Top of Source text

Poecilia formosa is, you see, a hybrid.9 About half a million generations ago, a male sailfin molly (P. latipinna) and a female Atlantic molly (P. mexicana) got together, and had a very special daughter. Her remarkable reproductive method has been passed on through the generations.
In order to breed, the Amazon molly needs to mate with a male from one of four different species: P. latipinna, P. mexicana, P. latipunctata, or even P. sphenops. Once a sperm from the male has primed the ovum, the male genetic material is all discarded, and the cells that go on to make the female of the next generation contain only their mother’s chromosomes and DNA.
The very existence of the Amazon molly challenges a lot of preconceived dogma about sex. Those fixated on the importance of sexual reproduction tell us that asexual species should accumulate mutations, and go extinct.10 A recent paper in Nature confirms that P. formosa has accumulated mutations faster than its parent species, but this doesn’t seem to have harmed the fish.
Again and again, we’ll discover that our assumptions—preconceptions—are wrong. This particularly applies to sex, so let’s transiently diverge from Darwin for my next post. ⇶ We’ll look at sex across the board, and how remarkably inventive natural selection has been over the billions of years that sex has been around.
My 2c, Dr Jo.
⌘ This symbol is used to indicate posts where I’ve discussed the flagged topic in more detail.
Where we pick up DNA evidence of hybridisation with an extinct species, this is termed “ghost introgression”.
In keeping with our Darwinian theme, the Oxford English Dictionary informs us that ‘finicky’ refers to a variety of pigeon :)
Although this is a Lie to Children,⌘ it’s really all about microtubules, and plants don’t actually have centrosomes.
Except in some organisms, like fungi and algae.
Microtubules attach to the kinetochore of each chromatid. Improper separation will lead to aneuploidy. We’ve extensively studied the ‘spindle assembly checkpoint’ that regulates the checking for tardy chromosomes that are late in getting into position.
This too is rather complex. After sister chromatids have been made, they are linked by a protein called cohesin, discovered in 1997. When the cell is ready, another protein, securin is tagged for destruction (ubiquitination happens, courtesy of the anaphase promoting complex). With securin gone, the enzyme separase is released, and it breaks the link.
Kinetochores exert pulling forces. The kinetochore assembles at the centromere that links two sister chromatids. Even this is a Lie to Children, as in nematodes, the kinetochore extends for the length of the chromosome. The motor proteins that generate the pulling force include dynein and kinesin.
These butterflies taste foul, and use Müllerian mimicry to share the cost of warning predators. Chetone phyleis, the moth at the bottom of the picture, is also unpalatable, part of the Müllerian ring.
The specific name ‘formosa’ means beautiful. And indeed, this Amazon is sought after by the males of similar species.
But why then should mitochondria survive? They reproduce clonally too.



Back in 1971, on our college smallholding, we had a brown bantam hen that had her wicked way (or perhaps the other way round) with a wild pheasant - two different bird species. We let her hatch the chicks, which turned out to be little bantams with glorious plumage (nicknamed phantoms) - 2 male, 2 female. We separated them from the rest of the flock and let nature take its course (nature doesn't care about incest). Only one hen produced fertile eggs and her clutch of eggs produced a huge white female, a tiny black male and two female phantoms. DNA be weird.

Bottom of Source text
Top of Exercise data

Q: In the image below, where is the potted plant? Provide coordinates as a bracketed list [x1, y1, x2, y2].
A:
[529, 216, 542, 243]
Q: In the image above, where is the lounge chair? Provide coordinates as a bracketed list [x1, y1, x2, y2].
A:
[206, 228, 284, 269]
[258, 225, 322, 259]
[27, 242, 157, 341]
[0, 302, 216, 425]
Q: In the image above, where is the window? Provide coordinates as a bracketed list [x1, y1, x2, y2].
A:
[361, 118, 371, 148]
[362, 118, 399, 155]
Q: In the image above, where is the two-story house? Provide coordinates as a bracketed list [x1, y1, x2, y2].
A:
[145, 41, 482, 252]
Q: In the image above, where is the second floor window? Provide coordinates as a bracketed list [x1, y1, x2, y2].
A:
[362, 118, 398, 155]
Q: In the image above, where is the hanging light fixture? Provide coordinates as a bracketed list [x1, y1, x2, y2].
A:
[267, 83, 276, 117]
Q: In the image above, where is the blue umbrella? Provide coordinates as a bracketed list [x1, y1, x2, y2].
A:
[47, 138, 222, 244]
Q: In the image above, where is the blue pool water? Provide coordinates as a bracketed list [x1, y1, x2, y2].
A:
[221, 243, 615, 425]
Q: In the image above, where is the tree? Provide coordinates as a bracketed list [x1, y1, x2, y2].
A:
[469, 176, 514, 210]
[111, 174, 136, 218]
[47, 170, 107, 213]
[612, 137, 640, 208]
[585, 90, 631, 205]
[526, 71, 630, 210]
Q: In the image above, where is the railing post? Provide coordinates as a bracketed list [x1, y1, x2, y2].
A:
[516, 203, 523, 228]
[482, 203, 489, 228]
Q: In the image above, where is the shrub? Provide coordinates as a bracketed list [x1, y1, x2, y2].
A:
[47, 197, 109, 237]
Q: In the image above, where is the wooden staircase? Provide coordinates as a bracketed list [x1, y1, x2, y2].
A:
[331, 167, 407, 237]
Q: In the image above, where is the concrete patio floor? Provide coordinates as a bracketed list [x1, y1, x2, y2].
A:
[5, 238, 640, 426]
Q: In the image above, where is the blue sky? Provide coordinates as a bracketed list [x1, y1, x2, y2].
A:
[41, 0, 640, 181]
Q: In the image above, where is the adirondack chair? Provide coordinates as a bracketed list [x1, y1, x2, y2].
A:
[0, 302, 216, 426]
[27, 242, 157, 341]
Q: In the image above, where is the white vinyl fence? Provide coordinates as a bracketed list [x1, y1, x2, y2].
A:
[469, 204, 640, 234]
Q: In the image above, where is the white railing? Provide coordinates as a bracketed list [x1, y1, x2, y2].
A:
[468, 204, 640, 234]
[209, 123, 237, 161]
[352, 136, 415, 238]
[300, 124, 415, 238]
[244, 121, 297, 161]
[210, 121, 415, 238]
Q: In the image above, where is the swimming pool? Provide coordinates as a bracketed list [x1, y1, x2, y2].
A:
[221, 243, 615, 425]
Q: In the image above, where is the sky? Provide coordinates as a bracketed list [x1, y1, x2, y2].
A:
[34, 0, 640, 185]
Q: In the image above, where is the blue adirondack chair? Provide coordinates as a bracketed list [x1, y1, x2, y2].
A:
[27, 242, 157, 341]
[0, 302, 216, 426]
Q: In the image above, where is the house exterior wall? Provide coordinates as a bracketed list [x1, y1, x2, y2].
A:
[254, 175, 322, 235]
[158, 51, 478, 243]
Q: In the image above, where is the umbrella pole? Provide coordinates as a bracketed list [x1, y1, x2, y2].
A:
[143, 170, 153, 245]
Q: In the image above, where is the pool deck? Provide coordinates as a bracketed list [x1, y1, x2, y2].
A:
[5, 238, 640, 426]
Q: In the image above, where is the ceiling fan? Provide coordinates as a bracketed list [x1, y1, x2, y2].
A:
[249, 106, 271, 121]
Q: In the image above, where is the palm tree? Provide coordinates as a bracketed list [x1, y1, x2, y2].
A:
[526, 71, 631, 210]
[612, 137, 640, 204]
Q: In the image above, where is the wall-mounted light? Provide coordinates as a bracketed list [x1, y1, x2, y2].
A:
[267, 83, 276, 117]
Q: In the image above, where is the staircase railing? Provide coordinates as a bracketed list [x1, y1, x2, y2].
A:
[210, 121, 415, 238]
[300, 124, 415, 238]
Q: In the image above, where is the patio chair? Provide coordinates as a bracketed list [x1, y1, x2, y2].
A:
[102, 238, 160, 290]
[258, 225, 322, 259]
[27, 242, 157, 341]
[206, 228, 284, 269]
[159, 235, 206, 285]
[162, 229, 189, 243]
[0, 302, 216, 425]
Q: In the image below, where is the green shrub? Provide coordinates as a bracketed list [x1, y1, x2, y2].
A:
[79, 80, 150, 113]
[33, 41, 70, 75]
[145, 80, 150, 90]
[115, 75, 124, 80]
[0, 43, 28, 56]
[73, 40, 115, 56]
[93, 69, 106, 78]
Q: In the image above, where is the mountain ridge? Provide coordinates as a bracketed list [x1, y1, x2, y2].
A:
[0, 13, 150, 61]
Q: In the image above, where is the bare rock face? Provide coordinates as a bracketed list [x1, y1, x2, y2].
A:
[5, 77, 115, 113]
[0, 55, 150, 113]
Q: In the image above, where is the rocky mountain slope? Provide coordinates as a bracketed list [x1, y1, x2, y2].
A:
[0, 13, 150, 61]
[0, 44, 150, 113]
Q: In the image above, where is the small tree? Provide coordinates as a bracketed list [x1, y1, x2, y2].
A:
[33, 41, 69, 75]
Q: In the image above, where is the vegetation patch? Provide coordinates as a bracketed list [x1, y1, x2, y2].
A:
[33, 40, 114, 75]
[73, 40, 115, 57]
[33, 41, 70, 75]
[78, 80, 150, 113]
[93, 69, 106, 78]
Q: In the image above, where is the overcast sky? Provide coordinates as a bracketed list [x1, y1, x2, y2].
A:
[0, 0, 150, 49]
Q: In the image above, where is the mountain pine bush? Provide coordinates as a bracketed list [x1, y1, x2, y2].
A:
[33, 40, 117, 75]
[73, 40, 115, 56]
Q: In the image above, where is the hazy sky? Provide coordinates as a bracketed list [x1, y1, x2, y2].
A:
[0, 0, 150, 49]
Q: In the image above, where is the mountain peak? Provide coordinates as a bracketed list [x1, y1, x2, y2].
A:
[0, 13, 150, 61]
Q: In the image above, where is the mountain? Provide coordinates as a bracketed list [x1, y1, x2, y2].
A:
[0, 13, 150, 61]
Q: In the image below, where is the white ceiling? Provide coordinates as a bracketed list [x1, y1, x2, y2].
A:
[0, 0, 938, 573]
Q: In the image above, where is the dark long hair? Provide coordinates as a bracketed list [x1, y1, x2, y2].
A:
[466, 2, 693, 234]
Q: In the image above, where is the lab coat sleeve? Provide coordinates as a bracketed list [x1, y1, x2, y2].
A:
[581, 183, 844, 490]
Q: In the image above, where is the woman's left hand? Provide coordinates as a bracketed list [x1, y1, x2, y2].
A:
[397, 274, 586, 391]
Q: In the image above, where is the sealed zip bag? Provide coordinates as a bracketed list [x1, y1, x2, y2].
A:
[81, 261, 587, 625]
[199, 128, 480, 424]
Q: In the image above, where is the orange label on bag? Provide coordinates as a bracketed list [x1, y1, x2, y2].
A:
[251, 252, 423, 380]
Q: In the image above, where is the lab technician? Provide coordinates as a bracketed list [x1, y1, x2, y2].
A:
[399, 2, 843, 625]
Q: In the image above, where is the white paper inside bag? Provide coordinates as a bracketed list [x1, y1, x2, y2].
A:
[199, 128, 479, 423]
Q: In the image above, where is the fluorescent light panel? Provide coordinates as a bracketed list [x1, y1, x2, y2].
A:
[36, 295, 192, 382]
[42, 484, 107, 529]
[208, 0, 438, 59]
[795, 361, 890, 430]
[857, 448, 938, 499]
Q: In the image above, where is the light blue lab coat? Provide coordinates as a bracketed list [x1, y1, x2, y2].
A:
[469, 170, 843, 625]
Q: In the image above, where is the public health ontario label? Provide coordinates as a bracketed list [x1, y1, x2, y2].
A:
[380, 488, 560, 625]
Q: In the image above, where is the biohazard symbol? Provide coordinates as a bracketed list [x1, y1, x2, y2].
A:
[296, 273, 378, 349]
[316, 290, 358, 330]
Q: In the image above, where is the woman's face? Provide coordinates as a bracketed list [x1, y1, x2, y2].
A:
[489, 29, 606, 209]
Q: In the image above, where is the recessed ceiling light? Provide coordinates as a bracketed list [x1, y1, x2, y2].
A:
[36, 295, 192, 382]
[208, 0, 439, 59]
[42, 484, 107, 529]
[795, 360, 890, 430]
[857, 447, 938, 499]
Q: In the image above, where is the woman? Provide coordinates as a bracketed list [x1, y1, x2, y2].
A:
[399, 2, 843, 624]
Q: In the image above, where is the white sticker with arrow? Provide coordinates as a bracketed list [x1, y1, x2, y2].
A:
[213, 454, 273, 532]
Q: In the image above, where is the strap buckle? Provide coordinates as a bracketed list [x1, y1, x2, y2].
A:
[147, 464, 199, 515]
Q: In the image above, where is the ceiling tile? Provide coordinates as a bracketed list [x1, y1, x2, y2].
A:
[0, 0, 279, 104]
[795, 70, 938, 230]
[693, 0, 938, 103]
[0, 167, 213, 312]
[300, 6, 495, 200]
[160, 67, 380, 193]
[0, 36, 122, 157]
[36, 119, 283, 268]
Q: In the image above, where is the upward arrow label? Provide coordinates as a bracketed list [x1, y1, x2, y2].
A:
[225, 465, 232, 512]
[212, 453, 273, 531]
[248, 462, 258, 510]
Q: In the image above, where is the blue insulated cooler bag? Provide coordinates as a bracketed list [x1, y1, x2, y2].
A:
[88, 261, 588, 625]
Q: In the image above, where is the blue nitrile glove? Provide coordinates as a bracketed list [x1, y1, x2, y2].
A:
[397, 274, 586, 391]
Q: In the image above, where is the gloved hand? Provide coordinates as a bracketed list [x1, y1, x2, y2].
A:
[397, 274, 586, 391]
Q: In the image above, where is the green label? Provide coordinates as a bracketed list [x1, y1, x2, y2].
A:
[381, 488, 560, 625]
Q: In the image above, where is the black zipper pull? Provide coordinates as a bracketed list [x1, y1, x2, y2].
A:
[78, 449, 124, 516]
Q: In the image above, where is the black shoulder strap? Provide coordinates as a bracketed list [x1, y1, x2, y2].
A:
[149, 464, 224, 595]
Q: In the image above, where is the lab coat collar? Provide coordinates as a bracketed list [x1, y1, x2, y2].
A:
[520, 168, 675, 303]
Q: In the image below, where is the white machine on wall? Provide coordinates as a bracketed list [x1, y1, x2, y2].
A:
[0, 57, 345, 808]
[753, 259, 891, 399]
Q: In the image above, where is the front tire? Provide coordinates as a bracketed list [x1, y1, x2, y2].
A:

Bottom of Exercise data

◆ Tasks for this exercise
a. According to the text on the Amazon molly, which species can supply the male it needs to mate with in order to breed? List every one.
b. Write out the passage of the text on the Amazon molly that opens with the words containing "Kinetochores exert pulling" and closes with "the Müllerian ring.".
The entries have no connection to the text on the Amazon molly.

◆ Answers to each task
a. P. latipinna, P. mexicana, P. latipunctata, P. sphenops

b.
Kinetochores exert pulling forces. The kinetochore assembles at the centromere that links two sister chromatids. Even this is a Lie to Children, as in nematodes, the kinetochore extends for the length of the chromosome. The motor proteins that generate the pulling force include dynein and kinesin.
These butterflies taste foul, and use Müllerian mimicry to share the cost of warning predators. Chetone phyleis, the moth at the bottom of the picture, is also unpalatable, part of the Müllerian ring.